- Selected passage -
★ ★ ★ ★ ★

Kerala

Ernakulam

CC/10/76

HIGHTECH SERVICES - Complainant(s)

Versus

DTDC COURIER AND CARGO LTD ALUVA-683101 - Opp.Party(s)

K.L.JOSEPH

31 Aug 2011

ORDER

 
Complaint Case No. CC/10/76
 
1. HIGHTECH SERVICES
REPRESENTED BY MANAGING PARTNER, JIMMY JOSEPH THAIKKATUKARA, ALUVA-683106
Kerala
...........Complainant(s)
Versus
1. DTDC COURIER AND CARGO LTD ALUVA-683101
ALUVA-683101
Kerala
2. DTDC COURIER AND CARGO LTD
REGISTERED OFFICE, DTDC HOUSE, NO.3 VICTORIA ROAD BANGLORE-47
Ernakulam
Kerala
............Opp.Party(s)
 
BEFORE: 
 HONORABLE MR. A.RAJESH PRESIDENT
 HONORABLE MR. PROF:PAUL GOMEZ Member
 HONORABLE MRS. C.K.LEKHAMMA Member
 
PRESENT:
 
ORDER

 O R D E R

Paul Gomez, Member.

          The complainant was induced by the following facts to lodge this complaint.

          The complainant booked 4 cameras of  wheel alignment to be delivered to M/s. Precision Testing Machines Pvt. Ltd., New Delhi.  Unfortunately it  never reached its destination.  When the consignee informed the consignor that they had not received the goods, the complainant made contacts with the officers of the opposite party at Aluva and Delhi.  Nothing turned out positively except a reply at long last that there was no records regarding the transaction since the matter was of 9 months old.  This has indeed animated the complainant to come up with this complaint urging the forum to interfere to ask the opposite party to pay the price, compensation and cost.

          2. Opposite party filed version where it has been conceded the fact of consignment.  But they contend that the value of goods was not declared.  In that event, the complainant is entitled to receive only $100 as per terms and conditions of the transaction.  If the goods were costing more than 50,000/-, the opposite party would have levied extra charge towards risk and would have compelled the complainant to insure the goods.  Hence, the complainant is entitled for a compensation of Rs. 100 only. 

          3. Complainant was examined as PW1.  Exts. A 1 to A10 marked on his side.  Opposite party filed version.  Argument notes were filed on both sides.  The learned counsel appearing for parties were heard.

★ ★ ★ ★ ★

- Records provided -
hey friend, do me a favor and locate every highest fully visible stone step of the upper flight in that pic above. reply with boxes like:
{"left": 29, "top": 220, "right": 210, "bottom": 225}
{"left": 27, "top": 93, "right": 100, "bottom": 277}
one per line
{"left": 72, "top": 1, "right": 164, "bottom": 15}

★ ★ ★ ★ ★

- What to do -
Transcribe the passage of the complaint order above word for word, from "2. Opposite party" to "parties were heard.".

- Exercise solution -
2. Opposite party filed version where it has been conceded the fact of consignment.  But they contend that the value of goods was not declared.  In that event, the complainant is entitled to receive only $100 as per terms and conditions of the transaction.  If the goods were costing more than 50,000/-, the opposite party would have levied extra charge towards risk and would have compelled the complainant to insure the goods.  Hence, the complainant is entitled for a compensation of Rs. 100 only. 

          3. Complainant was examined as PW1.  Exts. A 1 to A10 marked on his side.  Opposite party filed version.  Argument notes were filed on both sides.  The learned counsel appearing for parties were heard.